● **GIVEN RECORDS**:
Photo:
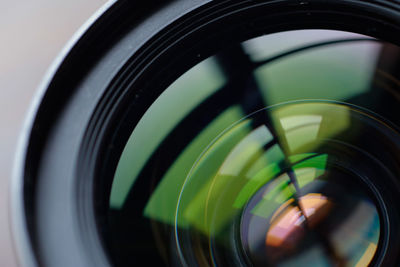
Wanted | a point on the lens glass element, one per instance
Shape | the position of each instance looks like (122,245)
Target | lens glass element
(273,152)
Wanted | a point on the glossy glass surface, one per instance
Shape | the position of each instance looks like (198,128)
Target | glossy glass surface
(266,154)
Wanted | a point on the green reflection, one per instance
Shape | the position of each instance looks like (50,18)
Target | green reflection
(336,72)
(163,202)
(163,115)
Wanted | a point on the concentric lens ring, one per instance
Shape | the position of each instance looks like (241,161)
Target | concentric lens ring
(300,180)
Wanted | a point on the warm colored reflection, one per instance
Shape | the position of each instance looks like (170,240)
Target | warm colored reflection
(290,223)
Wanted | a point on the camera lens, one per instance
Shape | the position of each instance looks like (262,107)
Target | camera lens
(272,152)
(218,133)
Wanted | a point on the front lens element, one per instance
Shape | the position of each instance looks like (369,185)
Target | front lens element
(296,188)
(279,151)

● **TASK BRIEF**: Repeat all the records above exactly, leaving out any pictures.

● **FULL SOLUTION**:
Photo:
Wanted | a point on the lens glass element, one per instance
Shape | the position of each instance looks like (122,245)
Target | lens glass element
(273,152)
Wanted | a point on the glossy glass surface, one per instance
Shape | the position of each instance looks like (198,128)
Target | glossy glass surface
(266,154)
Wanted | a point on the green reflection, one per instance
Shape | the position of each instance looks like (50,18)
Target | green reflection
(336,72)
(163,202)
(163,115)
Wanted | a point on the concentric lens ring, one per instance
Shape | the position of each instance looks like (241,161)
Target | concentric lens ring
(300,180)
Wanted | a point on the warm colored reflection, one per instance
Shape | the position of each instance looks like (170,240)
Target | warm colored reflection
(290,223)
Wanted | a point on the camera lens, one per instance
Shape | the position of each instance looks like (262,107)
Target | camera lens
(272,152)
(218,133)
Wanted | a point on the front lens element, one per instance
Shape | the position of each instance looks like (369,185)
Target | front lens element
(296,188)
(279,151)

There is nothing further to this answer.